[Opening Source information section]

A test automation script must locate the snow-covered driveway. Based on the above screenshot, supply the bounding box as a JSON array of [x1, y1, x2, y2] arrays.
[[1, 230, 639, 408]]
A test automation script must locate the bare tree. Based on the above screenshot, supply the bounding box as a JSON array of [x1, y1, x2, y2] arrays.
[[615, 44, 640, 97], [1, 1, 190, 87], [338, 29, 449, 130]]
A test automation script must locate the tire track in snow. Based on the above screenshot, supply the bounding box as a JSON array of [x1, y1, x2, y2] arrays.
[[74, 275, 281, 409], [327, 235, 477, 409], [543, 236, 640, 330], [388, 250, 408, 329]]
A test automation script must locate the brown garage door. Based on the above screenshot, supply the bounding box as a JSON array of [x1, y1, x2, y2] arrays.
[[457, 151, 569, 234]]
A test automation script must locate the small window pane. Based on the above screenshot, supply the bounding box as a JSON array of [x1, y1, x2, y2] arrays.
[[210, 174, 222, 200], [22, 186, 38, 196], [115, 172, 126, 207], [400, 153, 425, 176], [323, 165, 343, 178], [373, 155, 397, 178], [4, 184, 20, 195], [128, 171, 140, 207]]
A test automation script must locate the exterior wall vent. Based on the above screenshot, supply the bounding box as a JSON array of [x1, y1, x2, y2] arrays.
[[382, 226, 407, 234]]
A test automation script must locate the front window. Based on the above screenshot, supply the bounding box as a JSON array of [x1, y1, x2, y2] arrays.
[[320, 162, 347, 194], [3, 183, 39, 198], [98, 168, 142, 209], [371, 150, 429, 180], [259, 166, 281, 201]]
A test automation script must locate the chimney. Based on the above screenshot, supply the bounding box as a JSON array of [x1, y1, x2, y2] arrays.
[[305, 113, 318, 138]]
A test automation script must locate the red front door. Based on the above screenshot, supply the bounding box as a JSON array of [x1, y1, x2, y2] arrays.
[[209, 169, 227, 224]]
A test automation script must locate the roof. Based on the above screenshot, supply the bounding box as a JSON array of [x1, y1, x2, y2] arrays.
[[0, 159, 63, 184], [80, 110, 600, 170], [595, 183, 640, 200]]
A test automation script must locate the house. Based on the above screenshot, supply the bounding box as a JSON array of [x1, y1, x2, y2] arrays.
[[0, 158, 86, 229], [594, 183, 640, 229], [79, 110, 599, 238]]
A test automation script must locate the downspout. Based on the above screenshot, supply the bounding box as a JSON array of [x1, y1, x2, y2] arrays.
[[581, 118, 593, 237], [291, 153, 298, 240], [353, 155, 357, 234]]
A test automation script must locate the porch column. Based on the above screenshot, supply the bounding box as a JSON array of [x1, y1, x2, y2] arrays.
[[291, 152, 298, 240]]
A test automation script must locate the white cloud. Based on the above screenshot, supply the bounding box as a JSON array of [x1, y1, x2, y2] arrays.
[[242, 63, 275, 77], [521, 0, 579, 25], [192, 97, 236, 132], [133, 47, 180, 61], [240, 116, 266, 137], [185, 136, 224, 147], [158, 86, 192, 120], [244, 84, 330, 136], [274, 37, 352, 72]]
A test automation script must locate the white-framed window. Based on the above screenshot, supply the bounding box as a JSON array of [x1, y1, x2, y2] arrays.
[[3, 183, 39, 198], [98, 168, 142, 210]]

[Closing Source information section]

Your task :: From the line holding "A test automation script must locate the white-framed" to the final line of the data, output each line exactly and nothing more.

Written answer ::
A test automation script must locate the white-framed window. Based on the above screenshot, supply the bounding box as a JSON array of [x1, y1, x2, y2] arrays.
[[3, 183, 39, 198], [98, 168, 142, 210]]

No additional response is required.